- **What you will do**
1. Answer these questions using the text on the Conservative manifesto:
(a) By when did the 2015 Conservative manifesto promise that the in-out referendum would be held?
(b) Which proposal did the chancellor make a U-turn on?
(c) How large was George Osborne's 2015 NHS pledge?
2. Reproduce the stretch of the text on the Conservative manifesto from "It is worth" through "whatever the outcome.".
3. Write the next part of the text on the Conservative manifesto, starting after its final sentence.

— START OF Text passage —

Just as “Brexit means Brexit”, May will be reluctant to spell out her negotiating strategy in more detail. But the manifesto does perform one important constitutional function in that a clear commitment at this stage means that the House of Lords cannot persistently block any manifesto endorsed by the electorate.

It is worth recalling the wording of the 2015 Conservative manifesto on Europe:


We will legislate in the first session of the next parliament for an in-out referendum to be held on Britain’s membership of the EU before the end of 2017. We will negotiate a new settlement for Britain in the EU. And then we will ask the British people whether they want to stay in on this basis, or leave. We will honour the result of the referendum, whatever the outcome.

David Cameron’s manifesto promised to not only stay in the single market but to expand it. The prime minister may now want to secure an electoral endorsement to ensure a “hard Brexit” is beyond doubt. Watch out for an explicit pledge to leave the EU’s single market and the customs union. There will also be a commitment to the “great repeal bill” but beyond that May will not want to lay down specific red lines ahead of the negotiation.

2. Taxes/deficit

May has no intention of repeating Cameron’s 2015 “tax lock” pledge not to raise income tax, national insurance or VAT. This was subsequently enshrined in law and the initial decision by the chancellor to ignore it in his last budget led to his humiliating U-turn on the proposal to increase national insurance contributions for the self-employed.

May and Philip Hammond on Wednesday both said the Conservatives were “a low tax party” but explicitly refused to rule out increasing taxes for higher earners. A higher inheritance tax rate on estates to fund changes in social care has also been canvassed. The prime minister also said that a timetable would be set out for eliminating the deficit.

3. NHS/social care

May has repeatedly made clear that the social care crisis is on her “to do” list, as shown by the revelation of the pledge for elderly care. She is unlikely to write a big cheque or repeat George Osborne’s £8bn NHS pledge in 2015, outbidding even Labour’s manifesto offer. She is said to regard the NHS as “spendthrift” but has to renew its five-year-plan – which is currently in year three – amid warnings that its modernisation programme is at risk if more money is not forthcoming.

— END OF Text passage —
— START OF Items —

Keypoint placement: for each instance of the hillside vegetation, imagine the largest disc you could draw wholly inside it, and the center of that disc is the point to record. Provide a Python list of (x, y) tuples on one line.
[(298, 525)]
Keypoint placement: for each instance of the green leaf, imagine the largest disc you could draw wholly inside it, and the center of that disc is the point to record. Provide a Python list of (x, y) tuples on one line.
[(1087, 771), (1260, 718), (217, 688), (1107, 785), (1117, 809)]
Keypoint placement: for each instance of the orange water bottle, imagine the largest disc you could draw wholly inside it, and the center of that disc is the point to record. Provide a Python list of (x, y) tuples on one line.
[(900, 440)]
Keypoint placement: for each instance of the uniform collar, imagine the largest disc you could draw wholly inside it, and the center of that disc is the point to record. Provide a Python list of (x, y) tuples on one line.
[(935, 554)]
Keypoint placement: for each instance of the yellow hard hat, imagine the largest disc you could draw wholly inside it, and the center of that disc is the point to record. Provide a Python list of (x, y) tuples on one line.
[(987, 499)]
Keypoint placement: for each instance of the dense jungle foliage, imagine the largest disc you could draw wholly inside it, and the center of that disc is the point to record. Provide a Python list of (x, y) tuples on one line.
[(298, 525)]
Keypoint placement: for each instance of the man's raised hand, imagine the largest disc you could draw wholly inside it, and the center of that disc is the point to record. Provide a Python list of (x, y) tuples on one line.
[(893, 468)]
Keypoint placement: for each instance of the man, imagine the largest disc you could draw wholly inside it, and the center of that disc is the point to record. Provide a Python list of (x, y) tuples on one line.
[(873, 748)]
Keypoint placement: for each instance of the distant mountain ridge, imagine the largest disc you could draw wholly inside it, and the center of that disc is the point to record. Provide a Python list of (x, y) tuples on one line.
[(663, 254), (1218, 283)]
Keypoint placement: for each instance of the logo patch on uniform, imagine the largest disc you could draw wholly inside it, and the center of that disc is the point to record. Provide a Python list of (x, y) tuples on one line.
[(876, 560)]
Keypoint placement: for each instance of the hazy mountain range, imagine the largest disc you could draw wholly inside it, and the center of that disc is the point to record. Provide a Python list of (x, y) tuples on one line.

— END OF Items —

- **Solved problems**
1.
(a) Before the end of 2017.
(b) The proposal to increase national insurance contributions for the self-employed.
(c) £8bn.

2.
It is worth recalling the wording of the 2015 Conservative manifesto on Europe:


We will legislate in the first session of the next parliament for an in-out referendum to be held on Britain’s membership of the EU before the end of 2017. We will negotiate a new settlement for Britain in the EU. And then we will ask the British people whether they want to stay in on this basis, or leave. We will honour the result of the referendum, whatever the outcome.

3.
4. Immigration

There was campaign speculation that the seven-year-old “tens of thousands” net migration target, never met, was to be dropped. Net migration to the UK now stands at 273,000. But a reluctant Downing Street was forced to confirm that it would be renewed in the manifesto. Beyond that, interest will centre on the future shape of UK policy towards EU migrants when free movement comes to an end post-Brexit. A pledge to restrict rights of EU nationals to bring non-EU spouses to live in Britain is expected.

5. What’s on offer for a working-class kid from Brixton, Birmingham, Bolton or Bradford?

This was a question asked in a 2016 article by May’s joint chief of staff, Nick Timothy, who was raised in a Brummie working-class family, which identified the Tories’ most serious weakness as “the perception that we simply do not give a toss about ordinary people”.

He said an approach was needed that continued to help the very poor and fought injustices based on gender, race and sexuality but the party also needed to “adopt a relentless focus on governing in the interests of ordinary, working people”.

He argued that previous Tory governments had got this right on welfare reform, increasing the minimum wage and the “northern powerhouse”. But he said they had lost sight of their interests on energy policy, housebuilding, immigration, tax credit cuts, protecting pensioner benefits, and the profile of spending cuts. Look out for evidence of this bigger vision of what might be called Mayism in the manifesto.